# start of Input material

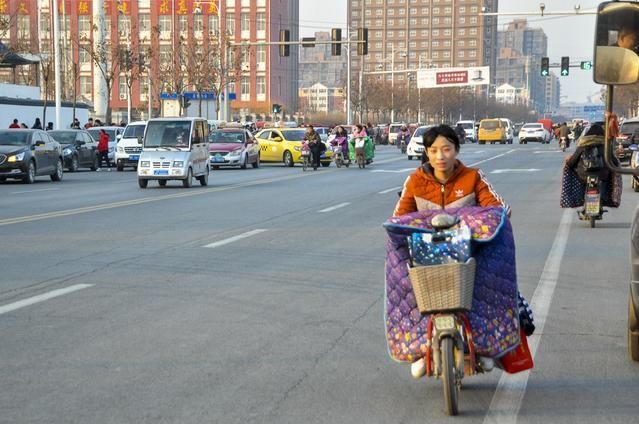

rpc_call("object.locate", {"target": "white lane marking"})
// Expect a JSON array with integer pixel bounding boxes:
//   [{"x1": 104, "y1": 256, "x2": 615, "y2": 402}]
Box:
[
  {"x1": 468, "y1": 149, "x2": 517, "y2": 166},
  {"x1": 204, "y1": 228, "x2": 268, "y2": 248},
  {"x1": 490, "y1": 168, "x2": 541, "y2": 174},
  {"x1": 0, "y1": 284, "x2": 93, "y2": 315},
  {"x1": 371, "y1": 167, "x2": 417, "y2": 174},
  {"x1": 378, "y1": 186, "x2": 402, "y2": 194},
  {"x1": 484, "y1": 209, "x2": 575, "y2": 424},
  {"x1": 318, "y1": 202, "x2": 350, "y2": 213},
  {"x1": 10, "y1": 188, "x2": 60, "y2": 194}
]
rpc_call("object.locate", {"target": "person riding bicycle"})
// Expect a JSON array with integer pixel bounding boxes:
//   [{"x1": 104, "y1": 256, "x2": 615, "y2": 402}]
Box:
[
  {"x1": 397, "y1": 124, "x2": 410, "y2": 149},
  {"x1": 304, "y1": 125, "x2": 326, "y2": 169},
  {"x1": 566, "y1": 124, "x2": 620, "y2": 215},
  {"x1": 331, "y1": 125, "x2": 348, "y2": 160},
  {"x1": 393, "y1": 125, "x2": 535, "y2": 377}
]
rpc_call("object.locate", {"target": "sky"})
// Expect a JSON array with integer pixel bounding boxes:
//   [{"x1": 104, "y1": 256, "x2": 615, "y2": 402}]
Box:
[{"x1": 299, "y1": 0, "x2": 601, "y2": 103}]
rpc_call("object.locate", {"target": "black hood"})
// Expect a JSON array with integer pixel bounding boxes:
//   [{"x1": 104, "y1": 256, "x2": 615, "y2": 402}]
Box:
[{"x1": 0, "y1": 144, "x2": 28, "y2": 154}]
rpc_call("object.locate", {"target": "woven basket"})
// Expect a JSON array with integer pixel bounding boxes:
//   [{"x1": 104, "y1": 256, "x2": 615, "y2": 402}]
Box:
[{"x1": 408, "y1": 258, "x2": 475, "y2": 313}]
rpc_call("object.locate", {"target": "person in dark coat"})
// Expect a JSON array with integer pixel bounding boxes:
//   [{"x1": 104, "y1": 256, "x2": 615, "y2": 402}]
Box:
[{"x1": 304, "y1": 125, "x2": 326, "y2": 169}]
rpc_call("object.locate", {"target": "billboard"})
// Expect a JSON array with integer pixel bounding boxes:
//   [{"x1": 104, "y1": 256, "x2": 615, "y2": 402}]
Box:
[{"x1": 417, "y1": 66, "x2": 490, "y2": 88}]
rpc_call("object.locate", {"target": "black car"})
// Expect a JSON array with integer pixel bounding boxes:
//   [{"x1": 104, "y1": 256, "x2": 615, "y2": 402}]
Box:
[
  {"x1": 0, "y1": 129, "x2": 64, "y2": 184},
  {"x1": 47, "y1": 130, "x2": 100, "y2": 172}
]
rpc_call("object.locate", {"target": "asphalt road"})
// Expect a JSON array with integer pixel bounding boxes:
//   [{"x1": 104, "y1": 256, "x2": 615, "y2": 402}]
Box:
[{"x1": 0, "y1": 144, "x2": 639, "y2": 423}]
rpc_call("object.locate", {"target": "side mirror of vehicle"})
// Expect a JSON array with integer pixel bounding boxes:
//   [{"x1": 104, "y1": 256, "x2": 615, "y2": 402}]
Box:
[{"x1": 593, "y1": 1, "x2": 639, "y2": 85}]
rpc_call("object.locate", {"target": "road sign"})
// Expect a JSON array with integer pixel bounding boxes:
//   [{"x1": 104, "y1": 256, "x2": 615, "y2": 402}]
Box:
[{"x1": 417, "y1": 66, "x2": 490, "y2": 88}]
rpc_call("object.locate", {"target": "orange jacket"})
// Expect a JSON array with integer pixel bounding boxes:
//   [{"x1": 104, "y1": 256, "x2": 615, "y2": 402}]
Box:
[{"x1": 393, "y1": 161, "x2": 510, "y2": 216}]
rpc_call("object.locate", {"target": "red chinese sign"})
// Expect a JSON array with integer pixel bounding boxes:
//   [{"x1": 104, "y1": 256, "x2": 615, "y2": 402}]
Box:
[{"x1": 436, "y1": 71, "x2": 468, "y2": 85}]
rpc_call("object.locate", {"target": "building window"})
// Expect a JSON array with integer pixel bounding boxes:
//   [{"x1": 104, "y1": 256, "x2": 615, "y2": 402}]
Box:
[
  {"x1": 80, "y1": 77, "x2": 93, "y2": 98},
  {"x1": 226, "y1": 13, "x2": 235, "y2": 35},
  {"x1": 240, "y1": 13, "x2": 251, "y2": 32},
  {"x1": 255, "y1": 77, "x2": 266, "y2": 101},
  {"x1": 255, "y1": 12, "x2": 266, "y2": 31}
]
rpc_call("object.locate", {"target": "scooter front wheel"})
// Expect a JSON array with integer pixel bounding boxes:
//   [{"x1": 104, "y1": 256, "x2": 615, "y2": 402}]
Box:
[{"x1": 440, "y1": 337, "x2": 459, "y2": 415}]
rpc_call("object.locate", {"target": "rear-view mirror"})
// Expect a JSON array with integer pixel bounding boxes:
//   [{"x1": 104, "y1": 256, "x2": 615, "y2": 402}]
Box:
[{"x1": 593, "y1": 1, "x2": 639, "y2": 85}]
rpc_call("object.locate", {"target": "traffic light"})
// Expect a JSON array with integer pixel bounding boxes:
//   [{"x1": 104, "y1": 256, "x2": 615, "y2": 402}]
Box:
[
  {"x1": 331, "y1": 28, "x2": 342, "y2": 56},
  {"x1": 357, "y1": 28, "x2": 368, "y2": 56},
  {"x1": 561, "y1": 56, "x2": 570, "y2": 77},
  {"x1": 541, "y1": 57, "x2": 550, "y2": 77},
  {"x1": 280, "y1": 29, "x2": 291, "y2": 57}
]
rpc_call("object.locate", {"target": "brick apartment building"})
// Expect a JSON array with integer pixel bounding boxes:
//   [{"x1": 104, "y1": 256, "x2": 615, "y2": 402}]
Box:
[{"x1": 0, "y1": 0, "x2": 299, "y2": 119}]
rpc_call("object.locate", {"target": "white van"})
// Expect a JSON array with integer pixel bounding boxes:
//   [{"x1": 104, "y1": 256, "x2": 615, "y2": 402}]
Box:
[
  {"x1": 138, "y1": 118, "x2": 209, "y2": 188},
  {"x1": 115, "y1": 121, "x2": 146, "y2": 171},
  {"x1": 499, "y1": 118, "x2": 515, "y2": 144}
]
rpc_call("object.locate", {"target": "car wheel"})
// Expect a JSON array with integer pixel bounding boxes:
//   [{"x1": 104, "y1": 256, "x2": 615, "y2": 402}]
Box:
[
  {"x1": 182, "y1": 168, "x2": 193, "y2": 188},
  {"x1": 69, "y1": 155, "x2": 79, "y2": 172},
  {"x1": 197, "y1": 168, "x2": 209, "y2": 187},
  {"x1": 284, "y1": 150, "x2": 295, "y2": 168},
  {"x1": 51, "y1": 159, "x2": 64, "y2": 181},
  {"x1": 22, "y1": 160, "x2": 36, "y2": 184}
]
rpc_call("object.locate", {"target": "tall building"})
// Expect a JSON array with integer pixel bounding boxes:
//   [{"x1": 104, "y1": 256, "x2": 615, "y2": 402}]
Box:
[
  {"x1": 495, "y1": 19, "x2": 548, "y2": 111},
  {"x1": 348, "y1": 0, "x2": 498, "y2": 86},
  {"x1": 299, "y1": 32, "x2": 346, "y2": 88},
  {"x1": 0, "y1": 0, "x2": 299, "y2": 119}
]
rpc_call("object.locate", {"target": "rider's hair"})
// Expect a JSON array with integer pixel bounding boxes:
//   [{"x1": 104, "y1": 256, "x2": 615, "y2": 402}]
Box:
[{"x1": 422, "y1": 124, "x2": 459, "y2": 152}]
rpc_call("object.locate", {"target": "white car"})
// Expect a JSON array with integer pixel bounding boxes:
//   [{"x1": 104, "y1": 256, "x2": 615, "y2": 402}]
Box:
[
  {"x1": 519, "y1": 122, "x2": 550, "y2": 144},
  {"x1": 406, "y1": 125, "x2": 434, "y2": 160}
]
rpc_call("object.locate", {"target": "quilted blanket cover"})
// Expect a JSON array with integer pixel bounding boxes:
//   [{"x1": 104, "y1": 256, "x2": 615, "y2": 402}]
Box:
[{"x1": 384, "y1": 207, "x2": 519, "y2": 362}]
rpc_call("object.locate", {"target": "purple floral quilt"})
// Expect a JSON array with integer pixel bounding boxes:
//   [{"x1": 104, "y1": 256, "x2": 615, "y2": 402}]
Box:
[{"x1": 384, "y1": 207, "x2": 519, "y2": 362}]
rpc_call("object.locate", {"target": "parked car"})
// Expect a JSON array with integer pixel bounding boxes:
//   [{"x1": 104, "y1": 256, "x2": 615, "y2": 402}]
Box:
[
  {"x1": 388, "y1": 122, "x2": 408, "y2": 144},
  {"x1": 47, "y1": 130, "x2": 100, "y2": 172},
  {"x1": 209, "y1": 128, "x2": 260, "y2": 169},
  {"x1": 499, "y1": 118, "x2": 515, "y2": 144},
  {"x1": 255, "y1": 128, "x2": 333, "y2": 167},
  {"x1": 518, "y1": 122, "x2": 550, "y2": 144},
  {"x1": 477, "y1": 119, "x2": 506, "y2": 144},
  {"x1": 0, "y1": 129, "x2": 64, "y2": 184},
  {"x1": 115, "y1": 121, "x2": 146, "y2": 171},
  {"x1": 406, "y1": 125, "x2": 433, "y2": 160},
  {"x1": 87, "y1": 126, "x2": 124, "y2": 165},
  {"x1": 615, "y1": 117, "x2": 639, "y2": 162},
  {"x1": 455, "y1": 121, "x2": 477, "y2": 143}
]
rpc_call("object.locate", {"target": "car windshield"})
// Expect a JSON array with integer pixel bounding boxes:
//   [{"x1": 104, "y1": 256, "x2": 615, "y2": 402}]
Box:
[
  {"x1": 209, "y1": 131, "x2": 244, "y2": 143},
  {"x1": 122, "y1": 125, "x2": 146, "y2": 138},
  {"x1": 481, "y1": 121, "x2": 499, "y2": 130},
  {"x1": 621, "y1": 122, "x2": 639, "y2": 134},
  {"x1": 48, "y1": 131, "x2": 78, "y2": 144},
  {"x1": 144, "y1": 121, "x2": 191, "y2": 149},
  {"x1": 413, "y1": 127, "x2": 430, "y2": 137},
  {"x1": 282, "y1": 130, "x2": 306, "y2": 141},
  {"x1": 0, "y1": 130, "x2": 29, "y2": 146}
]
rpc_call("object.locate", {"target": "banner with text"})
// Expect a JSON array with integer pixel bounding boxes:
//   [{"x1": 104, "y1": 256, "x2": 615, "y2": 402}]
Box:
[{"x1": 417, "y1": 66, "x2": 490, "y2": 88}]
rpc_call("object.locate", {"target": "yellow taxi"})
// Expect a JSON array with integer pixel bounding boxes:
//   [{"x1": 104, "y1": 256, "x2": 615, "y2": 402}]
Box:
[
  {"x1": 255, "y1": 128, "x2": 333, "y2": 167},
  {"x1": 477, "y1": 119, "x2": 506, "y2": 144}
]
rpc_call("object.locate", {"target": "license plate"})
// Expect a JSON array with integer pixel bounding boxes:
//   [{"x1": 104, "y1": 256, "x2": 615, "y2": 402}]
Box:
[{"x1": 586, "y1": 191, "x2": 600, "y2": 215}]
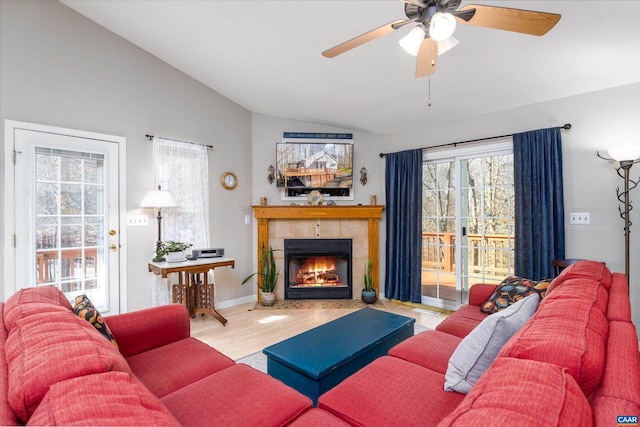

# end of Input material

## Given task:
Which lines of the records contain the string "sign"? Report every such line in full, matching uppercase and lowercase exactly.

## The completed task:
rpc_call("object.locate", {"target": "road sign"})
rpc_call("object.locate", {"target": "red chinese sign"})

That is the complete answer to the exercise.